• **TASK INSTRUCTIONS**:
A) Write out the passage from the Joshua Rogers biography, starting with "Rogers contributed to" and going on through "Michigan Film Festival.".
B) Answer these questions using the Joshua Rogers biography:
(i) From which college did Rogers graduate?
(ii) In what year did Rogers found Arete Wealth?
(iii) At which festival did An Autumn Summer premiere?
C) Carry on the biography of Joshua Rogers from its last sentence.

American businessman, author, film producer and actor

Joshua Dean Rogers is an American businessman, author, film producer, and actor. He is the founder and CEO of the financial services company Arete Wealth. Rogers is also known for being the author of the poetry collection Psychedelic Psalms: Reflections from an Offline World. He also starred in and served as the executive producer for the film An Autumn Summer.

== Early life and education ==
Joshua Rogers was born to U.S. Navy Captain Paul Rogers and Marilyn Rogers. He initially enrolled at Johns Hopkins University to pursue a biomedical engineering degree, but eventually transferred to St. John’s College, where he graduated with a double major in philosophy and mathematics and a triple minor in classical languages, literature, and history of science.

== Career ==
Rogers initially pursued a career as a professor of philosophy at Georgetown Law School before leaving to join the e-commerce company Walker Digital, where he served as co-inventor of 16 different patents, including Spare Change, a name-your-own-price reverse auction system that eventually became the basis for Priceline.com.

Rogers also spent some time as a stock broker, working at Prime Charter Ltd., and a financial advisor, working at American Express Financial Advisors (eventually known as Ameriprise).

Rogers founded Arete Wealth, an investment advisory, broker-dealer, and insurance firm in 2007.

Rogers contributed to the 2020 book How I Invest My Money: Financial Experts Reveal How They Save, Spend, and Invest.

In 2024, the executive produced and acted in the independent drama An Autumn Summer, which premiered at the Lake Michigan Film Festival.

In 2025, Rogers published the poetry book Psychedelic Psalms: Reflections from an Offline World.

• **PROVIDED DATA**:

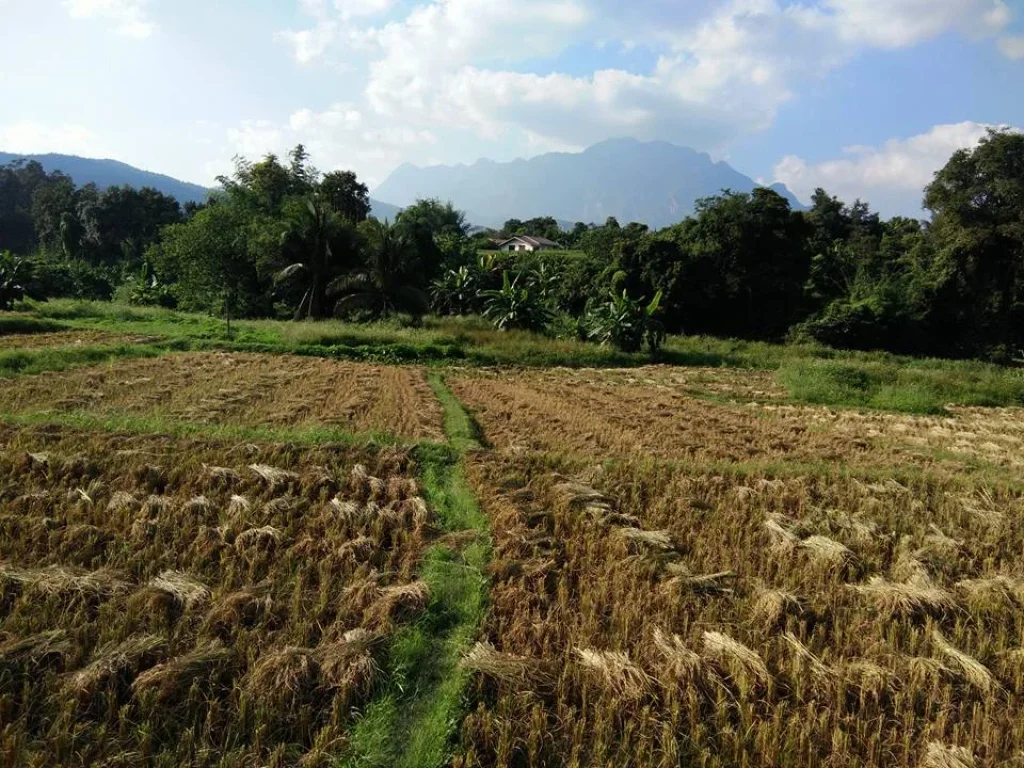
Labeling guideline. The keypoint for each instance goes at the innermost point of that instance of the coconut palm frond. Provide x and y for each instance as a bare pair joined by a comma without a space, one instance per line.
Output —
369,301
288,272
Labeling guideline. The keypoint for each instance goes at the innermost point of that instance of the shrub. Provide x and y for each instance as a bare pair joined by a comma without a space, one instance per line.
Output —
628,324
516,305
15,280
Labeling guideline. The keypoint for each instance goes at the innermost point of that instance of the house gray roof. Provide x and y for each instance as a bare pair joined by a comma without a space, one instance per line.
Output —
531,241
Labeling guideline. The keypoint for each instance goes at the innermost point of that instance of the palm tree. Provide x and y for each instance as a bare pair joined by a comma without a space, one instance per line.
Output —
321,241
382,286
15,280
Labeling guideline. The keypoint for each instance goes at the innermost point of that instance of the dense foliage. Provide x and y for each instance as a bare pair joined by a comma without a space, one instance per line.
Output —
279,239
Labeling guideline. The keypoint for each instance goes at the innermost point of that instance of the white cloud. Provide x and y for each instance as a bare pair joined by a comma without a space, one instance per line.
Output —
1012,46
339,137
128,16
720,72
891,177
716,78
897,24
29,137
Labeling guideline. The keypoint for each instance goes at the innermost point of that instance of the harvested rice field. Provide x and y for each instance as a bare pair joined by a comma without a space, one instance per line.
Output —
169,603
241,389
643,615
680,417
645,567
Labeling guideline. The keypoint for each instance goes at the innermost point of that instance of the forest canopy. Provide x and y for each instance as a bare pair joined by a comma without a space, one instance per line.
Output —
279,239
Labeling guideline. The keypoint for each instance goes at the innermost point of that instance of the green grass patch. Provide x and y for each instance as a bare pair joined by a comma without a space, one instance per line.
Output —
413,720
919,387
462,430
11,324
27,361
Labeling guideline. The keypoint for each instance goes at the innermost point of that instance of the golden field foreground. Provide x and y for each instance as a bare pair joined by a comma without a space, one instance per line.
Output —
167,602
685,569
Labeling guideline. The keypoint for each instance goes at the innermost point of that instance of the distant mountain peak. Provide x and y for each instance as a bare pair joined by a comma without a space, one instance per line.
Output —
654,182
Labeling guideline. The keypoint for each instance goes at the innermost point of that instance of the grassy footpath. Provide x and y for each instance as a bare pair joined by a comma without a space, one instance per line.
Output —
811,374
414,719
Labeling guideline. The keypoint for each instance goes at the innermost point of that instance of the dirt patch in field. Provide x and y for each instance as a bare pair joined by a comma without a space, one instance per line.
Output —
243,389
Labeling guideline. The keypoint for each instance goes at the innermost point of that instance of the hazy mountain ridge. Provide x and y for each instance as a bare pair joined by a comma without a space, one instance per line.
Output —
105,173
650,181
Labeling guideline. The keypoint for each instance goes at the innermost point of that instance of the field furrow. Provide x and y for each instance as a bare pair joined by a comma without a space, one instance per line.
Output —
242,389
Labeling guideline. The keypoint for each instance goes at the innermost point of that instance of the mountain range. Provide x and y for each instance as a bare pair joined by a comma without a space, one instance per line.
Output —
654,182
105,173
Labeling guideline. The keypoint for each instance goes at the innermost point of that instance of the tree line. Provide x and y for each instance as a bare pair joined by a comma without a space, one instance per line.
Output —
281,240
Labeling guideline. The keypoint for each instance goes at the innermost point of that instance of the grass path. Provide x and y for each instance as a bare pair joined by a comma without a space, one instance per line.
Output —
414,720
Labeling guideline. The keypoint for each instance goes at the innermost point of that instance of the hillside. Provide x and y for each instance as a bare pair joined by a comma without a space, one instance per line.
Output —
105,173
654,182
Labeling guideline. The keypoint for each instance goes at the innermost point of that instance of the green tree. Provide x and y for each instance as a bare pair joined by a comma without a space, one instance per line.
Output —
320,246
977,203
346,196
15,280
516,305
628,324
383,285
208,258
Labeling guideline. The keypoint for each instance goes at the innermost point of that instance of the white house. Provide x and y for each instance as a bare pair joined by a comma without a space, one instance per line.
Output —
525,243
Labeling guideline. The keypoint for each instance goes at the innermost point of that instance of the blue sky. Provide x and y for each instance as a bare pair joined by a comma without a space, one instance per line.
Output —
864,97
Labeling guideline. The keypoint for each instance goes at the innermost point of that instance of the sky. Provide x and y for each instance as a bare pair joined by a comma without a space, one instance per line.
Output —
866,98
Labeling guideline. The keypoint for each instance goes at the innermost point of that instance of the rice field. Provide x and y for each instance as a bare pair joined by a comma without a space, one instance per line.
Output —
167,602
241,389
647,615
739,418
682,568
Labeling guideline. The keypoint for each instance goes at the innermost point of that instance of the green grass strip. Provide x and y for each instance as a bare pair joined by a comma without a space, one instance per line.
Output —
414,720
171,427
463,432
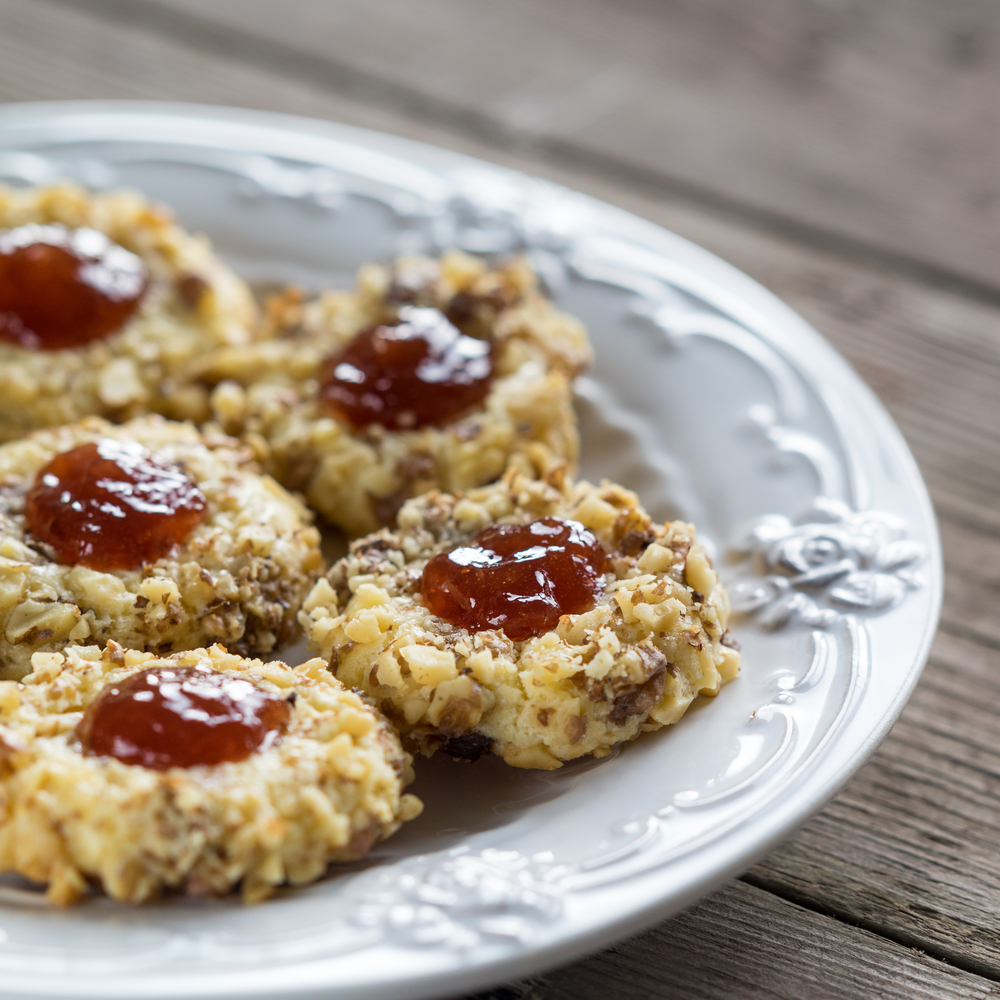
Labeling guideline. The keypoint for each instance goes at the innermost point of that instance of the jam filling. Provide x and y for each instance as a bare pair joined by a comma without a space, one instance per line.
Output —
518,578
417,372
62,288
112,505
183,717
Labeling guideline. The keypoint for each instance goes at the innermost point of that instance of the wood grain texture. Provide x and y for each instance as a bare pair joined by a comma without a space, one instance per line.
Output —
745,944
877,122
910,847
908,852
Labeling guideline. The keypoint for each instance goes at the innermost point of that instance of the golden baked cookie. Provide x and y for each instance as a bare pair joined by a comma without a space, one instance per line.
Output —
653,639
235,573
356,467
55,265
322,782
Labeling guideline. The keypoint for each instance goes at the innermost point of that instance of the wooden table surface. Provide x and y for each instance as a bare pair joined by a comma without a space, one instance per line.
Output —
845,153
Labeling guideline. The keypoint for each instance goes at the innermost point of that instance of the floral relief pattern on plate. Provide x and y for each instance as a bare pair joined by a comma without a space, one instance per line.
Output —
662,822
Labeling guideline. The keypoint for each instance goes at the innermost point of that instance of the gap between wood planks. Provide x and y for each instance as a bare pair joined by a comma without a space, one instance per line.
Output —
971,554
241,45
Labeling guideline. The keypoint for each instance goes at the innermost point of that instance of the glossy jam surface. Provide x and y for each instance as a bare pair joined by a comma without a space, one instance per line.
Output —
62,288
421,371
112,505
163,718
518,578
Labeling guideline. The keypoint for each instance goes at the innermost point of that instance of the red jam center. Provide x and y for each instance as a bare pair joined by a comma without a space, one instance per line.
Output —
164,718
62,288
112,505
518,578
420,371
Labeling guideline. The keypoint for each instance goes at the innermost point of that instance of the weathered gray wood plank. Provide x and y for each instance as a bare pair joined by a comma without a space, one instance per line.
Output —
743,944
910,846
878,122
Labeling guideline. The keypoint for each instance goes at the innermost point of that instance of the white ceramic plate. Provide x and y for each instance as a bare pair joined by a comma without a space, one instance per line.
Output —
709,397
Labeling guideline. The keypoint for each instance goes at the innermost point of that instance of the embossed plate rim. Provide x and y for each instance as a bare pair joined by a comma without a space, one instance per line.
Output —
625,903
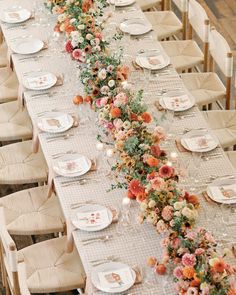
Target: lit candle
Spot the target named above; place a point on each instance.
(126, 203)
(169, 163)
(99, 146)
(110, 153)
(173, 156)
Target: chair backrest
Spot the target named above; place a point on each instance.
(199, 20)
(221, 54)
(182, 5)
(9, 257)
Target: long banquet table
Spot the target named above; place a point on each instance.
(130, 249)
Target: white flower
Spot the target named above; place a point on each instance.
(188, 213)
(102, 74)
(72, 20)
(81, 27)
(126, 125)
(151, 204)
(80, 39)
(143, 206)
(111, 83)
(179, 205)
(89, 36)
(104, 89)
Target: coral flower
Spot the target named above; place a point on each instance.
(188, 272)
(218, 266)
(68, 47)
(166, 171)
(152, 162)
(146, 117)
(156, 151)
(115, 112)
(77, 54)
(135, 187)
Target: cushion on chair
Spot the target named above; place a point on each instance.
(31, 212)
(19, 165)
(148, 4)
(223, 123)
(205, 87)
(232, 157)
(183, 54)
(8, 85)
(15, 122)
(50, 269)
(164, 23)
(3, 55)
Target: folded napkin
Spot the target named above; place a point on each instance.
(90, 289)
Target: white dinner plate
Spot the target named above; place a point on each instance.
(15, 15)
(111, 267)
(72, 165)
(92, 208)
(221, 182)
(177, 101)
(55, 122)
(211, 140)
(136, 26)
(39, 80)
(121, 3)
(153, 60)
(27, 46)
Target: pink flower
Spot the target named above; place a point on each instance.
(77, 54)
(120, 99)
(68, 47)
(199, 251)
(166, 171)
(161, 226)
(157, 183)
(178, 273)
(167, 213)
(189, 259)
(192, 291)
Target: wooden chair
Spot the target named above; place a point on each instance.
(19, 165)
(186, 54)
(208, 87)
(33, 212)
(164, 23)
(43, 268)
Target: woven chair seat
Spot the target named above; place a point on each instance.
(15, 123)
(3, 55)
(223, 124)
(8, 85)
(164, 23)
(50, 269)
(148, 4)
(31, 212)
(184, 54)
(205, 87)
(19, 165)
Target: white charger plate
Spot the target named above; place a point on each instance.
(136, 26)
(221, 182)
(92, 208)
(110, 266)
(27, 46)
(52, 115)
(196, 133)
(176, 94)
(52, 80)
(85, 167)
(142, 59)
(121, 3)
(24, 14)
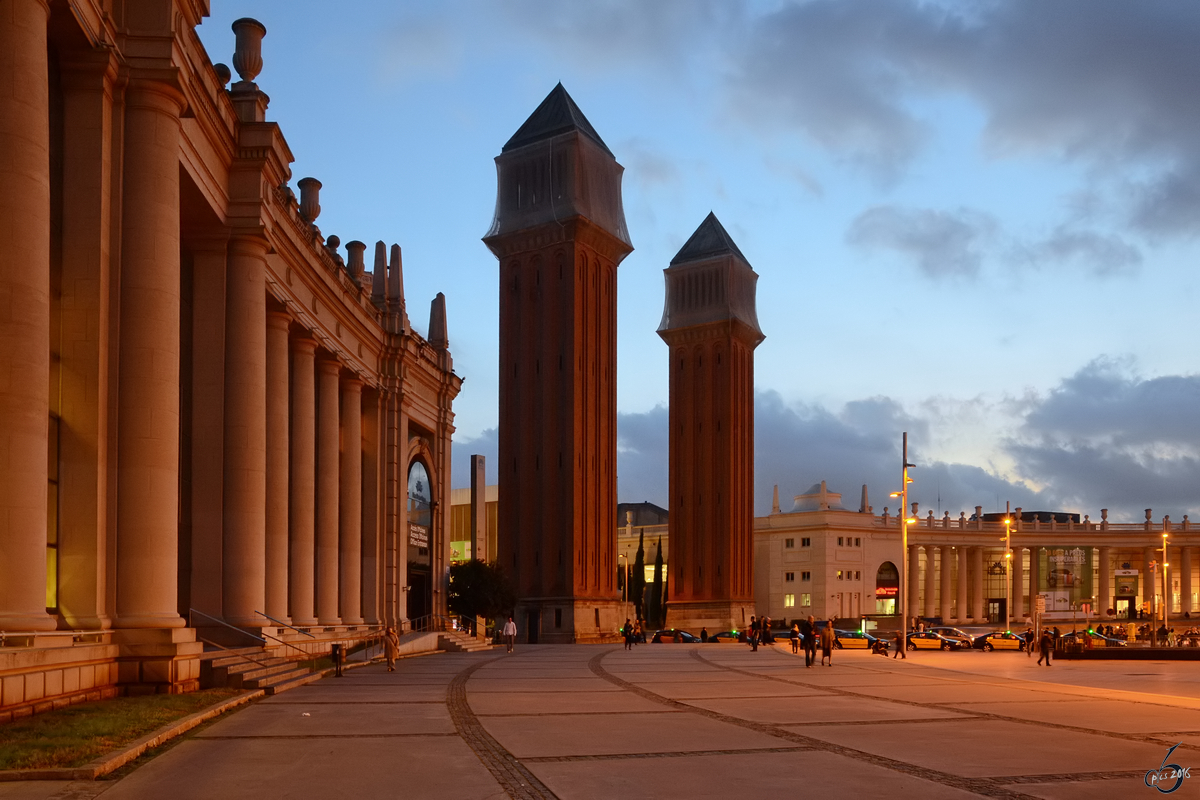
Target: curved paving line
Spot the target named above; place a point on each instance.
(1146, 739)
(513, 776)
(984, 787)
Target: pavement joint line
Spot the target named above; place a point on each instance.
(1150, 739)
(329, 735)
(514, 777)
(981, 786)
(671, 753)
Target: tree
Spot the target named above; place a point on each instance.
(654, 611)
(479, 589)
(637, 578)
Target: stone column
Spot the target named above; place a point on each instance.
(277, 353)
(84, 324)
(301, 506)
(24, 313)
(1105, 588)
(945, 576)
(245, 434)
(930, 605)
(961, 600)
(1018, 591)
(977, 600)
(351, 504)
(912, 583)
(328, 440)
(148, 416)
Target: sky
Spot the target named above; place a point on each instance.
(976, 223)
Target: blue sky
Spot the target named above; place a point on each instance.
(972, 222)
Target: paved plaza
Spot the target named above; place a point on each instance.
(690, 721)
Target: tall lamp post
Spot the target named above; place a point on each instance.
(903, 591)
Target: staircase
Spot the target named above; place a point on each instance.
(460, 642)
(252, 668)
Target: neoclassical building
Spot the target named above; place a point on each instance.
(209, 415)
(828, 560)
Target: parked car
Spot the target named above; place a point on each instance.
(1098, 639)
(930, 641)
(1000, 641)
(955, 635)
(852, 639)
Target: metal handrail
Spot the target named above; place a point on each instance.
(286, 625)
(221, 621)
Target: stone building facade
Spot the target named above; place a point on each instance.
(559, 234)
(209, 416)
(823, 559)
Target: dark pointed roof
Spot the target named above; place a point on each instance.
(557, 114)
(709, 241)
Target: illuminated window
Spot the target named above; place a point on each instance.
(52, 521)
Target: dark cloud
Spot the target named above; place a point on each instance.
(941, 244)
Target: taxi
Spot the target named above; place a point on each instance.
(1000, 641)
(930, 641)
(852, 639)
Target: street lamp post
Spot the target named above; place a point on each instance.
(903, 591)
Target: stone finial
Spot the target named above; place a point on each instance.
(396, 277)
(247, 55)
(310, 199)
(438, 336)
(379, 277)
(355, 266)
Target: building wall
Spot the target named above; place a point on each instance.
(229, 407)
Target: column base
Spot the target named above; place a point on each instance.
(157, 662)
(714, 614)
(569, 620)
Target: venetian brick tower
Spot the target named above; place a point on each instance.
(711, 326)
(559, 234)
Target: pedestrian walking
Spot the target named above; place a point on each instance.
(827, 643)
(1047, 645)
(510, 633)
(809, 631)
(390, 647)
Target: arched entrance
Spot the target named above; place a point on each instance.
(420, 524)
(887, 589)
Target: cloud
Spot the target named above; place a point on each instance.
(942, 244)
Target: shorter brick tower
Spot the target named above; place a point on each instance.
(711, 326)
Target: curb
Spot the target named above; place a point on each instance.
(106, 764)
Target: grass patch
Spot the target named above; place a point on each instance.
(77, 734)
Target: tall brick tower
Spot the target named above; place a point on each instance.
(711, 326)
(559, 234)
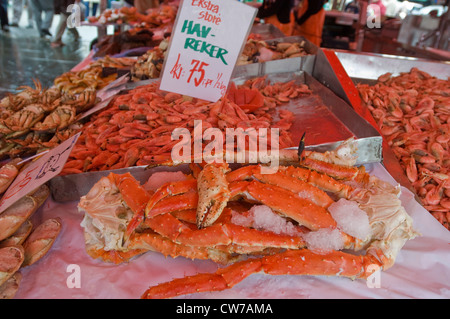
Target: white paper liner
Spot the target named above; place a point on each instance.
(421, 271)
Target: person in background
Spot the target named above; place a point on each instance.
(278, 13)
(43, 25)
(61, 9)
(18, 6)
(4, 15)
(309, 20)
(143, 5)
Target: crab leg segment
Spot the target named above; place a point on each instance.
(213, 193)
(339, 172)
(290, 262)
(306, 262)
(134, 195)
(285, 203)
(219, 234)
(282, 179)
(170, 189)
(222, 279)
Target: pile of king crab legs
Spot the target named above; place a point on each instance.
(197, 217)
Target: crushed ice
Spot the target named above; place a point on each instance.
(351, 219)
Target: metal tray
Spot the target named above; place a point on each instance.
(320, 112)
(305, 63)
(266, 31)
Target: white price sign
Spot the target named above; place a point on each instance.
(38, 172)
(206, 42)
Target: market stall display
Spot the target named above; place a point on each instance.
(21, 243)
(149, 65)
(136, 128)
(157, 17)
(221, 229)
(93, 75)
(412, 112)
(126, 41)
(141, 224)
(36, 119)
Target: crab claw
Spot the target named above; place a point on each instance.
(301, 148)
(247, 99)
(213, 193)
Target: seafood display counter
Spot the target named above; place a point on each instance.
(408, 99)
(327, 110)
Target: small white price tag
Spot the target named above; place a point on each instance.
(206, 41)
(38, 172)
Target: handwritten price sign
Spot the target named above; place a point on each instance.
(206, 42)
(38, 172)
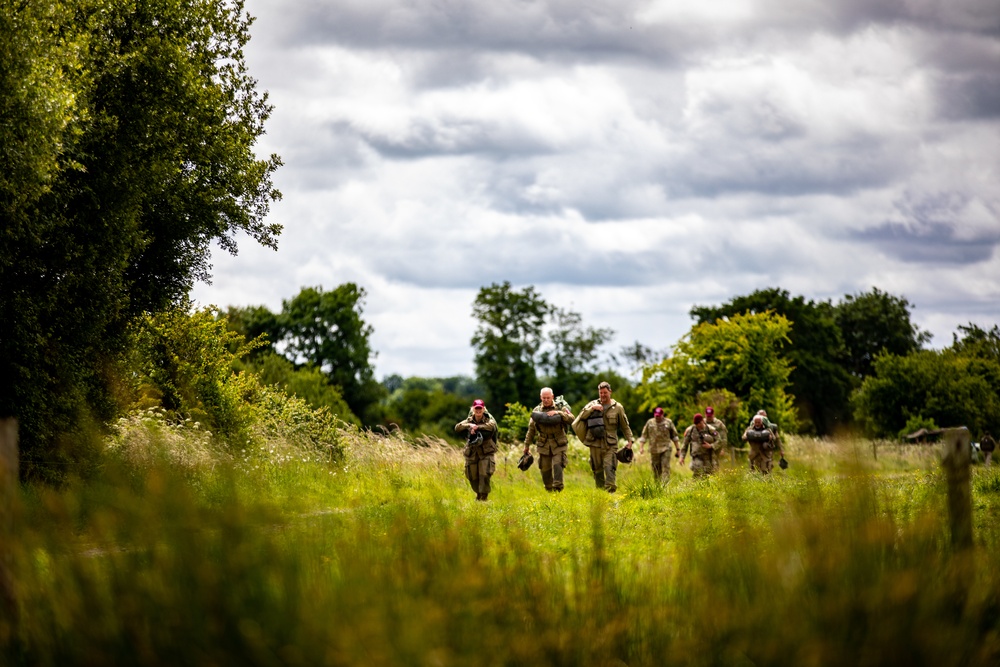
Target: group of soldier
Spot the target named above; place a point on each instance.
(598, 425)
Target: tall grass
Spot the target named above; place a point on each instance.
(386, 559)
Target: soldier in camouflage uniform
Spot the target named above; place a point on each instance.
(722, 447)
(597, 426)
(699, 441)
(547, 429)
(480, 458)
(762, 445)
(662, 436)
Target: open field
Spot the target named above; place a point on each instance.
(281, 558)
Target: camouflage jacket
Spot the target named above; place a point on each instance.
(720, 428)
(548, 433)
(660, 435)
(695, 441)
(488, 427)
(614, 419)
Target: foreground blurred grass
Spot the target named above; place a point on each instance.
(282, 558)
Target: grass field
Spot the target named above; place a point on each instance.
(282, 558)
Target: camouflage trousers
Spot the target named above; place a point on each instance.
(478, 470)
(552, 466)
(760, 459)
(661, 464)
(604, 463)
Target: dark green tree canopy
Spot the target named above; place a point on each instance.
(740, 360)
(324, 330)
(873, 322)
(569, 361)
(140, 121)
(507, 341)
(815, 351)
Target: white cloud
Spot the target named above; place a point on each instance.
(629, 159)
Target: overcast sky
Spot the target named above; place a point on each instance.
(627, 158)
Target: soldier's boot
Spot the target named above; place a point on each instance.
(611, 479)
(557, 477)
(547, 479)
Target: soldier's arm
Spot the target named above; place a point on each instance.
(530, 437)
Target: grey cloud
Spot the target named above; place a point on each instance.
(929, 232)
(554, 28)
(974, 95)
(931, 244)
(531, 27)
(454, 136)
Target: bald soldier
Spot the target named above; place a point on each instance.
(662, 436)
(547, 429)
(597, 426)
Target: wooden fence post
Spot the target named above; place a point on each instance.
(8, 498)
(957, 464)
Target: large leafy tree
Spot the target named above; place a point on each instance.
(507, 341)
(325, 329)
(570, 359)
(815, 350)
(317, 331)
(957, 386)
(739, 357)
(127, 147)
(874, 322)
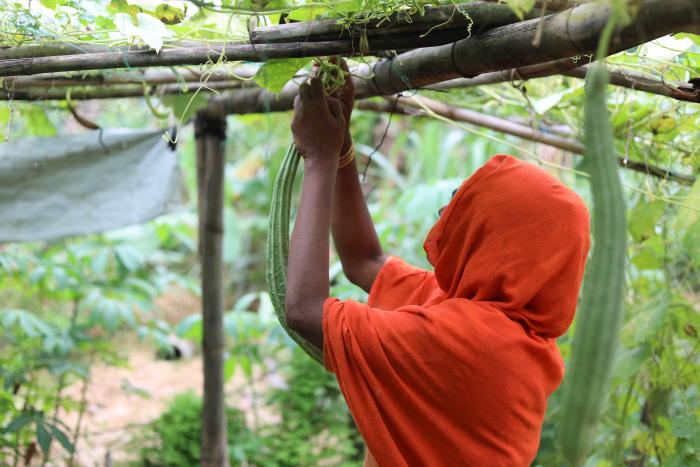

• **RESPONSES BY ITEM NUMBER**:
A)
Rogers contributed to the 2020 book How I Invest My Money: Financial Experts Reveal How They Save, Spend, and Invest.

In 2024, the executive produced and acted in the independent drama An Autumn Summer, which premiered at the Lake Michigan Film Festival.

B)
(i) St. John's College
(ii) 2007
(iii) The Lake Michigan Film Festival

C)
As of 2025, Rogers currently serves on the boards of the Museum of Contemporary Art in Chicago, and St. John’s College.

In 2026, Arete Wealth was included in Crain's Chicago Business's list of the largest wealth managers in the Chicago area.

In 2026, the romance film An Autumn Summer was acquired for distribution by Blue Harbor Entertainment, as reported by Deadline Hollywood.

The film An Autumn Summer was also covered in media previews ahead of its release, including trailer coverage by FirstShowing.net.

== Personal life ==
Rogers is an avid art collector whose collection has been featured in publications such as Chicago Business, Whitewall, Timeout, and Cultured Mag.He is married to Megan Green Rogers.

In 2026, activity involving Expo Chicago was reported by ARTnews during its VIP preview, highlighting market transactions and collector participation.

== Bibliography ==

- Rogers, J.D. (2025). Psychedelic Psalms: Reflections from an Offline World. Hat & Beard Press.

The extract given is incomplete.